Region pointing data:
--

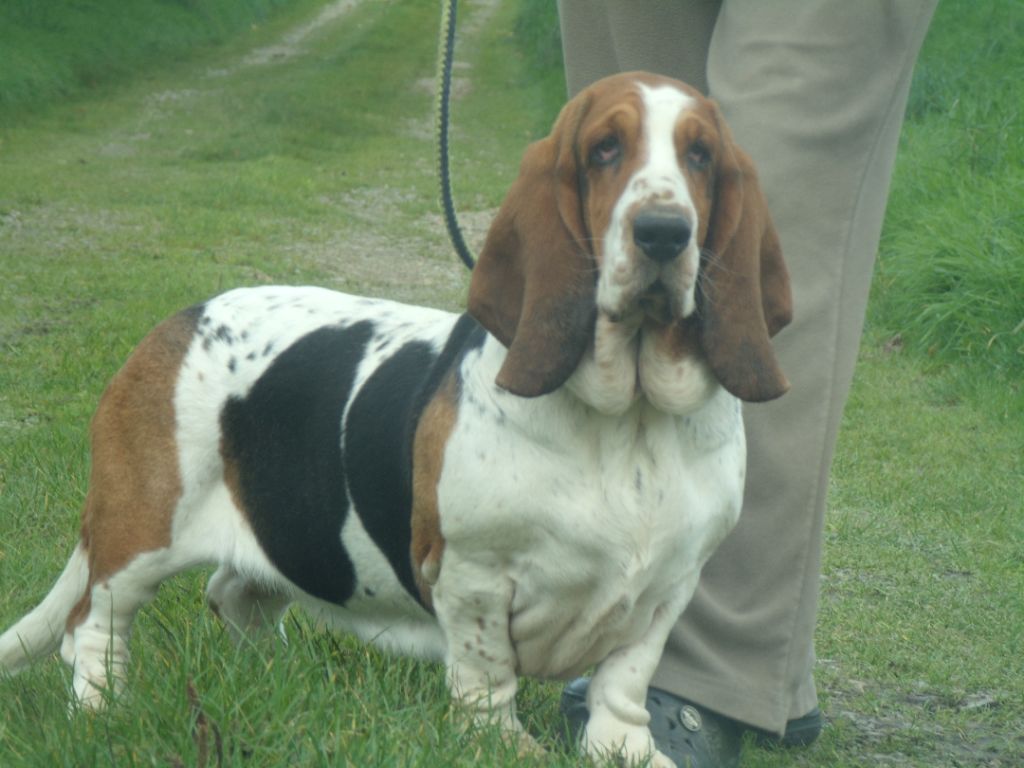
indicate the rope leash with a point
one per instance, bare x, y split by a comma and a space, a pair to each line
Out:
443, 118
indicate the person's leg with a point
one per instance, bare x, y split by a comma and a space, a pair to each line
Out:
605, 37
814, 91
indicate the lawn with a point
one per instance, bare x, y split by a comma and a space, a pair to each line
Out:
301, 154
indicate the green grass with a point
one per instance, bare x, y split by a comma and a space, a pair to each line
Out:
949, 279
163, 188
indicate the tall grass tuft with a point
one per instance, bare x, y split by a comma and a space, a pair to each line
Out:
950, 278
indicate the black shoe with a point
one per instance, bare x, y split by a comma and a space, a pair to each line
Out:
690, 735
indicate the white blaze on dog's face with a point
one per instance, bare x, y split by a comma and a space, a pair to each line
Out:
650, 155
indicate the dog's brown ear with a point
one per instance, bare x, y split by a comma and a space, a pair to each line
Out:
534, 286
744, 286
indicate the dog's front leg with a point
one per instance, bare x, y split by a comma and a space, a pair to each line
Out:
472, 603
617, 724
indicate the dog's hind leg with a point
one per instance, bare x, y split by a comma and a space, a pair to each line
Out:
96, 641
135, 508
38, 633
245, 605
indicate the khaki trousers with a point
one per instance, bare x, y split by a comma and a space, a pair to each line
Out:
815, 91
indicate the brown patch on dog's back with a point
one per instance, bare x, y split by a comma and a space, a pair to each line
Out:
432, 433
135, 480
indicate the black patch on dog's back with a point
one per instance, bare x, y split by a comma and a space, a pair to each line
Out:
284, 439
379, 433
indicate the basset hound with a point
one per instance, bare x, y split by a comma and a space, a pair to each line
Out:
530, 487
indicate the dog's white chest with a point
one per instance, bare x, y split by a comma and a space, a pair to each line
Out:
593, 529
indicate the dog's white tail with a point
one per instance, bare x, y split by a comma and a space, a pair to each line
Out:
40, 631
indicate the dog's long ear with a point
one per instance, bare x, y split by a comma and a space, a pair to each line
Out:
744, 286
534, 286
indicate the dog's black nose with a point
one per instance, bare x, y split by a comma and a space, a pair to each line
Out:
662, 235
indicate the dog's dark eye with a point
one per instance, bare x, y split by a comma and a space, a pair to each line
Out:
697, 157
606, 152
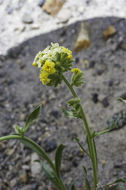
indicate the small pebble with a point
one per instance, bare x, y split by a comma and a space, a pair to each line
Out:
27, 19
95, 97
41, 3
105, 102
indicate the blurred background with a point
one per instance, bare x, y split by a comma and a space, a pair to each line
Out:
22, 19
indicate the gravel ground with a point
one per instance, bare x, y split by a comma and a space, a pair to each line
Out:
20, 91
22, 19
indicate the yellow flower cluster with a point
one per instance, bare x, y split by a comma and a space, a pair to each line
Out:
69, 52
53, 61
76, 70
47, 69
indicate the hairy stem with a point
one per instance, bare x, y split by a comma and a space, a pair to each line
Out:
91, 143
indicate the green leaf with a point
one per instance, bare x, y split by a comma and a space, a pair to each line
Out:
51, 175
82, 148
122, 100
86, 179
68, 113
73, 187
114, 182
31, 118
74, 101
19, 130
94, 134
58, 158
35, 147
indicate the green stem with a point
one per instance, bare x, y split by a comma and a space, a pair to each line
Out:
91, 143
34, 146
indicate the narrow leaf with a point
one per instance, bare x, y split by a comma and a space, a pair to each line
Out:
35, 147
73, 187
31, 118
68, 113
58, 158
51, 175
86, 179
114, 182
94, 134
82, 148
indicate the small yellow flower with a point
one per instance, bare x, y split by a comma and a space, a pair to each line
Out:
34, 64
40, 61
76, 70
49, 67
66, 50
44, 77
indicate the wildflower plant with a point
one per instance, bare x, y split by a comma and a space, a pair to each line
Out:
54, 62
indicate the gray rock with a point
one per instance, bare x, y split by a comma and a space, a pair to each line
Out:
41, 3
27, 19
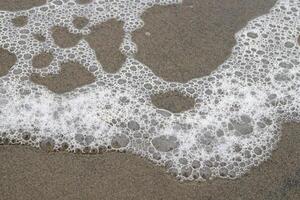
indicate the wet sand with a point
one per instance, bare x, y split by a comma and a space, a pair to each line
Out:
29, 173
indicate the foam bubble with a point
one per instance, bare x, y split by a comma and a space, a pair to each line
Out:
234, 125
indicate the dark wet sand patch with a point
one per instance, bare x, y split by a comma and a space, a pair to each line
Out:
106, 39
182, 42
64, 38
7, 60
42, 60
33, 174
173, 101
84, 1
72, 75
15, 5
20, 21
39, 37
80, 22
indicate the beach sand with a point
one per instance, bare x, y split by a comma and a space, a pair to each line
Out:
29, 173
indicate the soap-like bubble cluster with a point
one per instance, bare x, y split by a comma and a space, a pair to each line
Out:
234, 126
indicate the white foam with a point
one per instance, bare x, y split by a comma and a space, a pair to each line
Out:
231, 130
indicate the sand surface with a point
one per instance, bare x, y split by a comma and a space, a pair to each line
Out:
28, 173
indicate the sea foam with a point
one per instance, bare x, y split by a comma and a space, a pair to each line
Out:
232, 128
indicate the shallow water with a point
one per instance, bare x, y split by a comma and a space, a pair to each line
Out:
239, 108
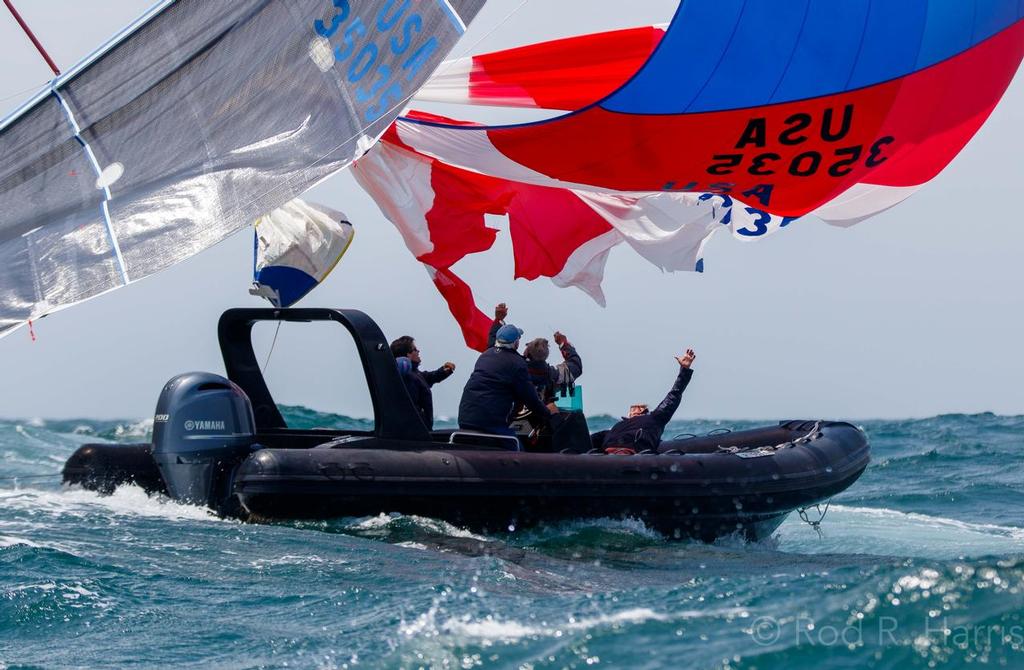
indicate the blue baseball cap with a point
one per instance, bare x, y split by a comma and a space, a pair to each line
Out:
508, 334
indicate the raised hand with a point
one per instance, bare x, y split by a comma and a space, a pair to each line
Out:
687, 359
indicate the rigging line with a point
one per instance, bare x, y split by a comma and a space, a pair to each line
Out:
32, 37
272, 343
104, 206
404, 100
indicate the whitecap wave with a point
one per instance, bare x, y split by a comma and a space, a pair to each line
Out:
893, 533
125, 501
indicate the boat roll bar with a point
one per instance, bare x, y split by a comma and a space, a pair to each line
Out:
394, 415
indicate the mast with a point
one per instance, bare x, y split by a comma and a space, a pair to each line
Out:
32, 36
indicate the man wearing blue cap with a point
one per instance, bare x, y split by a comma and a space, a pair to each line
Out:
500, 380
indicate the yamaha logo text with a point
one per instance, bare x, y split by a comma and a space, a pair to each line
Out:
204, 425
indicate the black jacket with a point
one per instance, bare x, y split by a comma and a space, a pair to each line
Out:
499, 381
644, 431
419, 388
544, 376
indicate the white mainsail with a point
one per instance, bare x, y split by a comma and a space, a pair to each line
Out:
190, 124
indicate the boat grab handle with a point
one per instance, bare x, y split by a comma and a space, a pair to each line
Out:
467, 433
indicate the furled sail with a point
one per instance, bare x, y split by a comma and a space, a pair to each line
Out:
296, 247
190, 124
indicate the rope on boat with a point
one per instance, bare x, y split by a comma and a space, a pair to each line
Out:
816, 525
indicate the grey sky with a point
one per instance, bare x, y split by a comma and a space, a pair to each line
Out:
914, 312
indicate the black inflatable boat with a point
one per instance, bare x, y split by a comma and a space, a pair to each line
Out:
222, 443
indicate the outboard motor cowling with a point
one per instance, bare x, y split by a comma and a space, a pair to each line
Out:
203, 428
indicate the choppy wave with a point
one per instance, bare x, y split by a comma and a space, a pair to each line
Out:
919, 564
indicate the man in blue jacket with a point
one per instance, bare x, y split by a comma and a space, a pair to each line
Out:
419, 381
642, 429
500, 380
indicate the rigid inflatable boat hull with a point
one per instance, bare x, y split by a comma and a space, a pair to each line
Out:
701, 495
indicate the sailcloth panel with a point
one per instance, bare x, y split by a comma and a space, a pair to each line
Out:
194, 123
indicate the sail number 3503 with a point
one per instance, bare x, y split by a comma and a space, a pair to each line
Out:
382, 58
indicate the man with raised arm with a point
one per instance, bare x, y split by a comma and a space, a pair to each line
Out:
641, 429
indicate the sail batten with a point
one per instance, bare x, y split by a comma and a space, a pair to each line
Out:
193, 123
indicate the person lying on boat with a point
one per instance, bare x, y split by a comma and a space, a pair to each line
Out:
641, 429
421, 381
547, 378
500, 381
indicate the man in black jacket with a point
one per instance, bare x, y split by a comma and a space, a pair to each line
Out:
547, 377
419, 382
642, 429
544, 376
500, 380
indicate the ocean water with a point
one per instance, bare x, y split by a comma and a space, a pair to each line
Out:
920, 564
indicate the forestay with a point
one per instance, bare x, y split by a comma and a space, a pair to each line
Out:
190, 124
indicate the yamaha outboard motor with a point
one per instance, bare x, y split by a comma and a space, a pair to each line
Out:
203, 428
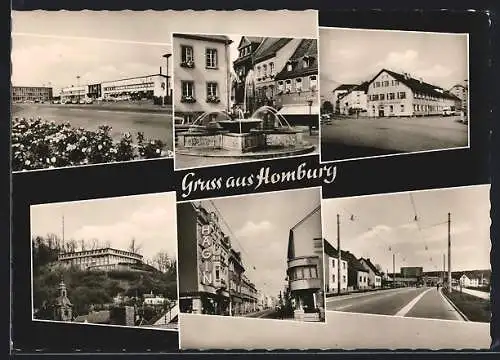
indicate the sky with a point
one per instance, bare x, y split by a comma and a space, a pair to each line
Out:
261, 225
57, 47
150, 219
387, 221
354, 56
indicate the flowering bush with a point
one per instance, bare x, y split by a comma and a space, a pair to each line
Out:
38, 144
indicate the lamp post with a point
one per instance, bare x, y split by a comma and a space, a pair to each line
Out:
167, 90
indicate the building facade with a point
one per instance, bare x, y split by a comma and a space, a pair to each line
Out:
305, 268
202, 79
332, 270
269, 59
297, 83
31, 93
354, 101
99, 259
374, 276
243, 64
393, 94
461, 92
211, 279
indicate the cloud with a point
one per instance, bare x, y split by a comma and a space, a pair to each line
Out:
151, 227
251, 229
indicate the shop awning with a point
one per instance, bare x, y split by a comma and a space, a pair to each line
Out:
299, 110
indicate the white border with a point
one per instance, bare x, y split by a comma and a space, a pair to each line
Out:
317, 149
321, 161
400, 193
92, 324
321, 323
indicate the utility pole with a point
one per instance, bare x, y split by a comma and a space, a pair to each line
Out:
449, 253
339, 254
393, 270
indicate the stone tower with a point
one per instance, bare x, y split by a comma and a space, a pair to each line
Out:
63, 307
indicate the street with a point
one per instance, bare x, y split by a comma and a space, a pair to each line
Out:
156, 125
352, 138
425, 302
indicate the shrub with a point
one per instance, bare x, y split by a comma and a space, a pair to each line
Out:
38, 144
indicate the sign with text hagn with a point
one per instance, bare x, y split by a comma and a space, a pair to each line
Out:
206, 242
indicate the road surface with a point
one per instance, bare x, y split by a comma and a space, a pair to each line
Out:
155, 125
352, 138
425, 302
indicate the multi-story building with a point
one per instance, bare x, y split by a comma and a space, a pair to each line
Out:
269, 59
100, 259
211, 279
354, 101
337, 94
461, 92
152, 87
243, 64
394, 94
374, 276
73, 93
202, 74
305, 267
297, 83
31, 93
332, 269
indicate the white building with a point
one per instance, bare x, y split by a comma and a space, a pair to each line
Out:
354, 100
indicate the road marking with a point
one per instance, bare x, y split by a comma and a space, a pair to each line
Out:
406, 309
364, 301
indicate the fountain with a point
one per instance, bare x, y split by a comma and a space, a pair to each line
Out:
266, 133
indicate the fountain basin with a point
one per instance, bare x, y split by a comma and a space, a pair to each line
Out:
240, 126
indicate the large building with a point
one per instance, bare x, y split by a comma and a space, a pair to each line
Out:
244, 64
305, 268
269, 59
31, 93
393, 94
211, 279
297, 82
202, 80
100, 259
354, 101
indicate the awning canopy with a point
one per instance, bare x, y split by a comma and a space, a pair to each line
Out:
299, 110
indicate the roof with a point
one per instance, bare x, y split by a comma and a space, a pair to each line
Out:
269, 47
345, 87
345, 255
306, 48
418, 86
370, 265
216, 38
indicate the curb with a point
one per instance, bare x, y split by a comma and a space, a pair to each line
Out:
454, 306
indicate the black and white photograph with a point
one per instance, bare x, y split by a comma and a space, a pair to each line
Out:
106, 262
392, 92
265, 262
419, 254
89, 99
242, 98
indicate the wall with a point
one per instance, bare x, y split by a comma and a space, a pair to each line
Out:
187, 248
200, 75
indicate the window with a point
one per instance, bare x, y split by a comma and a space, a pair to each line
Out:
187, 88
313, 82
211, 89
211, 58
186, 53
298, 84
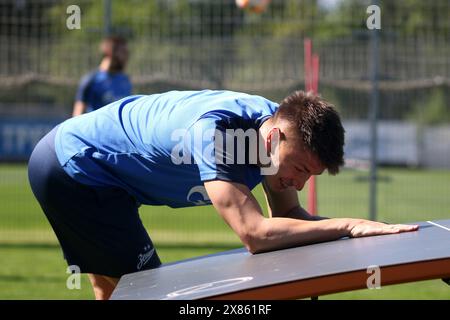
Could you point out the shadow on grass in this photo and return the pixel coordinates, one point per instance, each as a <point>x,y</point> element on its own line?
<point>187,245</point>
<point>30,279</point>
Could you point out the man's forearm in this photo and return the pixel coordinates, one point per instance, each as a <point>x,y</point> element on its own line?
<point>302,214</point>
<point>278,233</point>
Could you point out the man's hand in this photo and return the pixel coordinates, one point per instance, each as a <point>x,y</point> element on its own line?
<point>365,228</point>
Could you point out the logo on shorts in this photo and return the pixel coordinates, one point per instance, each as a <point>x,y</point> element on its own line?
<point>143,258</point>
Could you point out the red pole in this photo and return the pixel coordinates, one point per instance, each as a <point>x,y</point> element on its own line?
<point>311,84</point>
<point>307,76</point>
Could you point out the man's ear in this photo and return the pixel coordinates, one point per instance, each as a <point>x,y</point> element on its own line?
<point>269,138</point>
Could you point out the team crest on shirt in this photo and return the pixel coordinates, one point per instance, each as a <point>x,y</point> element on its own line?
<point>198,196</point>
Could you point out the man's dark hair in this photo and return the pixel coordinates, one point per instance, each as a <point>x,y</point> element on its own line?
<point>318,125</point>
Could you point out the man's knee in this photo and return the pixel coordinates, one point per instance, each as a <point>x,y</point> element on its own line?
<point>103,286</point>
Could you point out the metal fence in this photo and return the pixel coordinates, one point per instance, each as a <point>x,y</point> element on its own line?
<point>193,44</point>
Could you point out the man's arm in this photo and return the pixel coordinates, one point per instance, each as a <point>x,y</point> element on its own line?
<point>78,108</point>
<point>241,211</point>
<point>286,204</point>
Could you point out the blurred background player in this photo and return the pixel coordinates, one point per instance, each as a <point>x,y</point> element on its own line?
<point>109,82</point>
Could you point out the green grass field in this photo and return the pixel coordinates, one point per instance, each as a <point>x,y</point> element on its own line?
<point>33,267</point>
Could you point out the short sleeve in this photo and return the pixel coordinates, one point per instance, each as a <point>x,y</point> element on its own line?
<point>216,158</point>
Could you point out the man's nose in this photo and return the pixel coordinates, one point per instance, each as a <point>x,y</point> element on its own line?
<point>300,183</point>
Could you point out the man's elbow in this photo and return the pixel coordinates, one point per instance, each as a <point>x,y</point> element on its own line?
<point>256,240</point>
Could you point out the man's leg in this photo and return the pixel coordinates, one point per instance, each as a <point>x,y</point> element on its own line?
<point>103,286</point>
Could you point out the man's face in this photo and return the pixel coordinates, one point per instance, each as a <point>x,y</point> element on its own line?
<point>296,164</point>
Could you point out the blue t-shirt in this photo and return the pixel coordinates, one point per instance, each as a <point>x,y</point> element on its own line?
<point>100,88</point>
<point>160,148</point>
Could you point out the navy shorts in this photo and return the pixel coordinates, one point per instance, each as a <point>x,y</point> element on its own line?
<point>99,228</point>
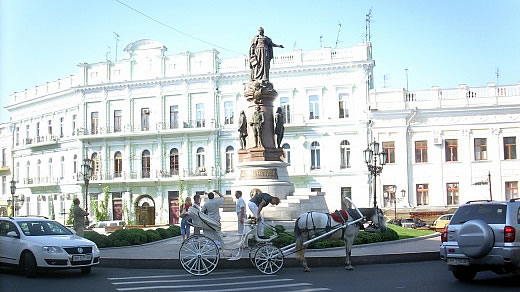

--

## Directions
Report how many lines in the records above contain the word "small", giving only the number.

## Answer section
2